'''

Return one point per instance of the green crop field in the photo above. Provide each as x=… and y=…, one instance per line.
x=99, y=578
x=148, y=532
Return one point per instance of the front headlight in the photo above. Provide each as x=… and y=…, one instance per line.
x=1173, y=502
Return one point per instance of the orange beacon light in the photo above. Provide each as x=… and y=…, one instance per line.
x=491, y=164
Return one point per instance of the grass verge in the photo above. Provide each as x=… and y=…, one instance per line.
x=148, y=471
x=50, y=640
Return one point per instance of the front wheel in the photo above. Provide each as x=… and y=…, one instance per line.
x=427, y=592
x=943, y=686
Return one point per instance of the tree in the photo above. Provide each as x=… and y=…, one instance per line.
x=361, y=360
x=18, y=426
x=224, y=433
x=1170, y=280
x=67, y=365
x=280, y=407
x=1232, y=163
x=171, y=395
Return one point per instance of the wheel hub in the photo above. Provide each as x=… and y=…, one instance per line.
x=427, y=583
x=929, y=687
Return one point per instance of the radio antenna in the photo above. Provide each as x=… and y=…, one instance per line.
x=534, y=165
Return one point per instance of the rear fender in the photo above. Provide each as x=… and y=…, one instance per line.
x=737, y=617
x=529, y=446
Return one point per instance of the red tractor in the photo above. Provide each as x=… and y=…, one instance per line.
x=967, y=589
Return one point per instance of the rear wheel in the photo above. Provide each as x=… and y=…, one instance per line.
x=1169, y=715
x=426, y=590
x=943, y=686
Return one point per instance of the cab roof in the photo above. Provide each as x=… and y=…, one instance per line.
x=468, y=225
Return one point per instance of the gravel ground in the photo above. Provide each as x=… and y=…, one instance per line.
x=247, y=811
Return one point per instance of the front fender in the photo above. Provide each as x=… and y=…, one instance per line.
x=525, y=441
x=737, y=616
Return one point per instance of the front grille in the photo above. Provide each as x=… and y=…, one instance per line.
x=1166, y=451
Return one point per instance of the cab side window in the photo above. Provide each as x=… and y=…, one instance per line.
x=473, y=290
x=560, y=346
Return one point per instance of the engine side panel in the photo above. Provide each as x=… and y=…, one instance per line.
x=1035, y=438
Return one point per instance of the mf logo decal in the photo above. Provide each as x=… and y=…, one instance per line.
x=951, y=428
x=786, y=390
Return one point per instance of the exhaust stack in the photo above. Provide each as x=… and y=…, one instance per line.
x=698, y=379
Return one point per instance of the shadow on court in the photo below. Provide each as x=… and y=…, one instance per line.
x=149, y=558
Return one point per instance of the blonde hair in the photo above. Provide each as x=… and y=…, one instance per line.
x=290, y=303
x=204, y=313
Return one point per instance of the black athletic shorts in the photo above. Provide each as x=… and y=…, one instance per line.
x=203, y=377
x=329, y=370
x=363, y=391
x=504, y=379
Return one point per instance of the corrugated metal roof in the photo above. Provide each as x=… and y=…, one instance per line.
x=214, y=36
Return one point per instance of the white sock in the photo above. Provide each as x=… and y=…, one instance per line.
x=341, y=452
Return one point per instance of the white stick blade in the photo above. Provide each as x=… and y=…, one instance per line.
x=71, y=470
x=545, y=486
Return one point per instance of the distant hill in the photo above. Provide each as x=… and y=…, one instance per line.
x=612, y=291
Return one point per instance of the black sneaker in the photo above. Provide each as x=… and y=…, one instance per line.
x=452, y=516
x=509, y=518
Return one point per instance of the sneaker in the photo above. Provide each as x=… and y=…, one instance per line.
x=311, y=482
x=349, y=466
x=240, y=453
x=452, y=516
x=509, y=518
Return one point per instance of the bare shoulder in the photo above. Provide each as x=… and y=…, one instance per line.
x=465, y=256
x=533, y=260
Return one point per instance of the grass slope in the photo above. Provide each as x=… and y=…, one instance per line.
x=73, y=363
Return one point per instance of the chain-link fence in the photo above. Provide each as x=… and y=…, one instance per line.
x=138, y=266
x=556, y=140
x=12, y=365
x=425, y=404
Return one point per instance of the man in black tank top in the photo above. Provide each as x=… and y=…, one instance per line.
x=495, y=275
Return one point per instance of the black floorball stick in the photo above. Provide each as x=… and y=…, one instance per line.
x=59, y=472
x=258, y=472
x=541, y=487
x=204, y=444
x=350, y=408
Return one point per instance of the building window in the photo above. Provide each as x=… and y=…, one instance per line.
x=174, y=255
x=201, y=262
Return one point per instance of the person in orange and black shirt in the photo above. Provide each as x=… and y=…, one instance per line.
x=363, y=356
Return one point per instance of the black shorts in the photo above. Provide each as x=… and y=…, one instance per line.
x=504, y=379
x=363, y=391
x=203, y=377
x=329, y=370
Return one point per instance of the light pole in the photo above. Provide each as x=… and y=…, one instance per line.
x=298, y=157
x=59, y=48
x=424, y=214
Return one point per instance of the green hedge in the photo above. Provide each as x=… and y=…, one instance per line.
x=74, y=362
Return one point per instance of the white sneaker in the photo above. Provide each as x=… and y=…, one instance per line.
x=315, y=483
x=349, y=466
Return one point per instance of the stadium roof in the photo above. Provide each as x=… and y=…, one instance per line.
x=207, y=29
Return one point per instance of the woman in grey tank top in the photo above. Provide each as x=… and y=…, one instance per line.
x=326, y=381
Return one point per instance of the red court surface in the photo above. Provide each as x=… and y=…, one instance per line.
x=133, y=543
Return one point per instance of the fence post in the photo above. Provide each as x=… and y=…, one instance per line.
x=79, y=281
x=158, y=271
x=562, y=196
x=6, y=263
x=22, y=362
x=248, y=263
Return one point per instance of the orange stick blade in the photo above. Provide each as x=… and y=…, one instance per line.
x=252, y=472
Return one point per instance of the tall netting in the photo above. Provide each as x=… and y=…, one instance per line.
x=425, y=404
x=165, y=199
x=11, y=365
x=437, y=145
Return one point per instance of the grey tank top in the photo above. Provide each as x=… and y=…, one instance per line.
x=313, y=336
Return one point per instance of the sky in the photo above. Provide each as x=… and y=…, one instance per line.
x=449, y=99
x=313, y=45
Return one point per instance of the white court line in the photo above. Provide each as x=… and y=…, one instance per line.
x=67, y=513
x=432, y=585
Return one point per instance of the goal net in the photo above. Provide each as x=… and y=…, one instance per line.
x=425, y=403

'''

Brief -
Reproduce every line of the data above verbatim, from the first line to the last.

Reply -
Return one point per instance of the green crop field in the photo above. Provide each as x=… and y=…, one instance per line.
x=99, y=578
x=148, y=532
Return one point per instance of the front headlight in the photo above. Provide each as x=… and y=…, one instance per line.
x=1173, y=502
Return one point per instance of the orange beacon light in the photo above. Provide each as x=… and y=…, one instance per line.
x=491, y=164
Return one point per instance of the grass verge in the photo above. Provide each as x=… and y=…, one instance per line.
x=148, y=471
x=50, y=640
Return one point per instance of the front wheel in the photo above. Provide each as x=… and y=…, one instance per line.
x=427, y=592
x=943, y=686
Return one point per instance of the tree in the photo above. Provide each as x=… and y=…, one instance per line.
x=361, y=360
x=18, y=426
x=224, y=433
x=1170, y=280
x=67, y=365
x=280, y=407
x=1232, y=163
x=171, y=395
Return one point per instance of the wheel hub in the photo above. Provide each as x=… and y=…, one instance per line.
x=427, y=583
x=929, y=687
Return one point per instance of the radio antenna in the photo above. Provide each as x=… and y=…, one instance per line.
x=534, y=165
Return one point per instance of the rear fender in the photo above. Provide each as x=… and y=…, one instance per line.
x=737, y=617
x=529, y=446
Return one point per instance of the red tractor in the photo above. Provide each as x=… and y=…, one instance per line.
x=967, y=589
Return one point per instance of the rear wheel in the photo above. Provide each as x=… and y=…, one instance per line.
x=1169, y=715
x=426, y=590
x=943, y=686
Return one point per instance of the cab roof in the photo above. Provide each as x=… and y=…, one instance per line.
x=468, y=225
Return one point per instance of the gravel ground in the photo above. Provide each as x=… and y=…, one instance per line.
x=247, y=811
Return one point per instance of the front fender in the photo above. Provide each as x=… and y=…, one instance per line.
x=525, y=441
x=737, y=616
Return one point per instance of the front grille in the photo above. Provide each as x=… and y=…, one instance per line.
x=1166, y=451
Return one point per instance of the cab side window in the photo above. Provide each as x=… and y=…, one instance per line.
x=473, y=290
x=560, y=346
Return one point per instance of the engine side panel in the photo above. Provide each as x=… and y=…, one instance per line.
x=1035, y=438
Return one point per instance of the mf logo decal in the photo above. Provide each as x=… and y=…, one instance per line.
x=951, y=428
x=786, y=390
Return one point per instance of the exhaust stack in the photo above. Provide each as x=… and y=…, one instance per line.
x=698, y=379
Return one point per instance of the shadow on court in the photo below. Provide each as x=… and y=…, one instance per line.
x=149, y=558
Return one point per instance of the blonde hair in the photo above. Provide each as x=… and y=…, one instance per line.
x=290, y=303
x=204, y=313
Return one point per instance of the black athletic shorts in the photo above. Provide each as x=… and y=…, one instance per line.
x=203, y=377
x=329, y=370
x=363, y=391
x=504, y=379
Return one point per instance of the corrugated metal roof in the photo above. Provide each as x=… and y=…, one instance per line.
x=214, y=36
Return one point per instance of the white sock in the photo above. Provide each as x=… and y=…, one instance per line.
x=341, y=452
Return one point per instance of the white stick blade in the photo above. Provide each as x=… and y=…, one instance per line.
x=71, y=470
x=545, y=486
Return one point per instance of the distant hill in the photo above. Provide each as x=… and y=…, one instance per line.
x=612, y=291
Return one point per instance of the black sneaker in the photo above. Provide each as x=… and y=…, one instance per line.
x=452, y=516
x=509, y=518
Return one point per instance of the sneaker in the photo above. Provide each as x=… and y=…, one instance per line.
x=311, y=482
x=349, y=466
x=240, y=453
x=452, y=516
x=509, y=518
Return one point per instance of the bare shoulder in the photo above. Provide each as x=… and y=…, one instance per line.
x=465, y=256
x=533, y=260
Return one point per instance of the grass slope in the photo above. Provide each as x=… and y=…, one instance per line.
x=73, y=363
Return one point per instance of the chain-link fence in the photo above. Provide each as x=… and y=…, one instance per line.
x=138, y=266
x=556, y=140
x=12, y=365
x=425, y=404
Return one point per instance of the man in black tank top in the photo above. Provide each as x=… and y=…, one instance per line.
x=495, y=275
Return one point per instance of the black floorball stick in the photo above. Provide each as x=… and y=…, one instance per line.
x=59, y=472
x=258, y=472
x=541, y=487
x=204, y=444
x=350, y=408
Return one point per instance of the building window in the photo above. Provide each as x=… and y=…, one instance per line.
x=174, y=255
x=201, y=262
Return one point per instance of the person in orange and black shirt in the photo above. Provide each as x=… and y=…, one instance per line.
x=363, y=356
Return one point per instance of the black shorts in the photo above. Provide each as x=… and y=…, one instance per line.
x=504, y=379
x=363, y=391
x=203, y=377
x=329, y=370
Return one point per instance of the light pole in the photo above. Provide each as x=… and y=…, one instance per line.
x=298, y=157
x=59, y=48
x=424, y=214
Return one point per instance of the green hedge in the photo above. Provide each as x=… and y=…, one instance per line.
x=74, y=362
Return one point per instance of the white sneaker in the photo above. Provide each as x=… and y=…, one instance per line.
x=315, y=483
x=349, y=466
Return one point per instance of the stadium roof in the photo above. Provide each as x=… and y=…, one instance per line.
x=207, y=29
Return one point per instance of the woman in grey tank top in the photo above. Provide each as x=… and y=…, one instance per line.
x=326, y=381
Return one point per instance of the red court surface in the photo above. Provide each as x=… and y=…, one instance per line.
x=133, y=543
Return one point per instance of the fence post in the photo above. Provide each as x=… and y=…, one instance per line.
x=79, y=281
x=158, y=271
x=562, y=196
x=6, y=263
x=22, y=362
x=248, y=263
Return one point per instance of the orange stick blade in the photo above. Provide each as x=… and y=…, one instance per line.
x=252, y=472
Return one point per instance of the tall netting in the photo above. Provide each as x=… and y=…, one instance per line.
x=425, y=404
x=165, y=199
x=11, y=365
x=437, y=145
Return one point per instance of the grey tank top in the photo above. Provide each as x=… and y=…, one instance per line.
x=313, y=336
Return one point per instance of the sky in the photo above. Provide each as x=… and y=…, one instance per line.
x=449, y=99
x=313, y=45
Return one point per instance of the white court line in the photo above. Provide each as x=… and y=…, one instance per line.
x=67, y=513
x=432, y=585
Return one point per instance of the goal net in the photo above. Provide each as x=… and y=…, one instance per line.
x=425, y=403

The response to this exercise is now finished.